Dataset rows

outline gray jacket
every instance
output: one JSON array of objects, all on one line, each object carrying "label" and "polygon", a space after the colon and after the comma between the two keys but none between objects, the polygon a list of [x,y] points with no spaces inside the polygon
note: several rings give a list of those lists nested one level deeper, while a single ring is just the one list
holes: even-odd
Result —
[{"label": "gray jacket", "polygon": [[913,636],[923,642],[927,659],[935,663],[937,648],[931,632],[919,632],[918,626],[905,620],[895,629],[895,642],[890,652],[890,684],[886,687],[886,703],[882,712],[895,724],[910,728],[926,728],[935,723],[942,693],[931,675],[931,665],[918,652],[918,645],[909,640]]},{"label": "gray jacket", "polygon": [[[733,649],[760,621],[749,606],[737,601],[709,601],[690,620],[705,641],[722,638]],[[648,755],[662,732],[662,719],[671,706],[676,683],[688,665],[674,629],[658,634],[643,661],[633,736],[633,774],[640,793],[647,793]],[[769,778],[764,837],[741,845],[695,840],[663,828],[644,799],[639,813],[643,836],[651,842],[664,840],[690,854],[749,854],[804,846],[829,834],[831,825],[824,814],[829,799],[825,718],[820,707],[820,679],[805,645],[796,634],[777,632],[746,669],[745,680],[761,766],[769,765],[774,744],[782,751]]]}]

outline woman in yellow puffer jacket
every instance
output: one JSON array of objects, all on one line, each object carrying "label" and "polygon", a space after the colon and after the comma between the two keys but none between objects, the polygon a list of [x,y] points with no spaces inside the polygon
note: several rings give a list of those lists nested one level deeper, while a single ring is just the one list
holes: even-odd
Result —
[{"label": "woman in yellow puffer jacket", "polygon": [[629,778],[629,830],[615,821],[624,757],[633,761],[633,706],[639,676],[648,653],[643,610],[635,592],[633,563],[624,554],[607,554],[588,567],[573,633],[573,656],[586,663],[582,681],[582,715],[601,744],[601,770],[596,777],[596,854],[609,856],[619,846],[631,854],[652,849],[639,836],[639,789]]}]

What to work on: Please reproduce all of the material above line for line, with no changes.

Solution to this exercise:
outline gray jacket
every instance
output: one JSON array of objects, all on one line, each object carrying "label" and "polygon", a space after the colon and after the comma between the two keys but none between objects, the polygon a list of [x,y] points with no spaces inside the polygon
note: several rings give a list of those lists nested one level deeper, while a single ring is just the one list
holes: even-odd
Result —
[{"label": "gray jacket", "polygon": [[913,636],[923,642],[927,659],[935,663],[937,648],[931,632],[919,632],[918,626],[905,620],[895,629],[895,642],[890,652],[890,684],[886,687],[886,703],[882,712],[895,724],[910,728],[926,728],[935,723],[942,693],[931,675],[931,665],[918,652],[918,645],[909,640]]},{"label": "gray jacket", "polygon": [[[733,649],[760,621],[749,606],[737,601],[709,601],[690,620],[705,641],[722,638]],[[648,755],[662,732],[662,719],[671,706],[676,683],[688,665],[674,629],[658,634],[643,661],[633,736],[633,774],[640,793],[647,793]],[[769,778],[764,837],[741,845],[695,840],[663,828],[644,799],[639,813],[643,836],[651,842],[664,840],[690,854],[749,854],[804,846],[829,834],[831,825],[824,814],[829,799],[825,718],[820,707],[820,679],[805,645],[796,634],[777,632],[746,669],[745,680],[761,766],[769,765],[774,744],[782,751]]]}]

outline woman in yellow puffer jacket
every instance
output: one JSON array of objects, all on one line, each object carrying "label" and "polygon", a space after the colon and after the comma between the two keys but none between objects, the polygon a list of [x,y] points with no spaces inside the polygon
note: several rings give a list of those lists nested one level deeper, while a single ring is just the one list
holes: even-odd
Result —
[{"label": "woman in yellow puffer jacket", "polygon": [[629,778],[629,830],[615,821],[624,757],[633,761],[633,706],[639,676],[648,653],[643,610],[635,592],[633,563],[624,554],[607,554],[588,567],[573,633],[573,656],[586,663],[582,681],[582,715],[601,744],[601,770],[596,777],[596,854],[609,856],[619,846],[631,854],[652,849],[639,836],[639,789]]}]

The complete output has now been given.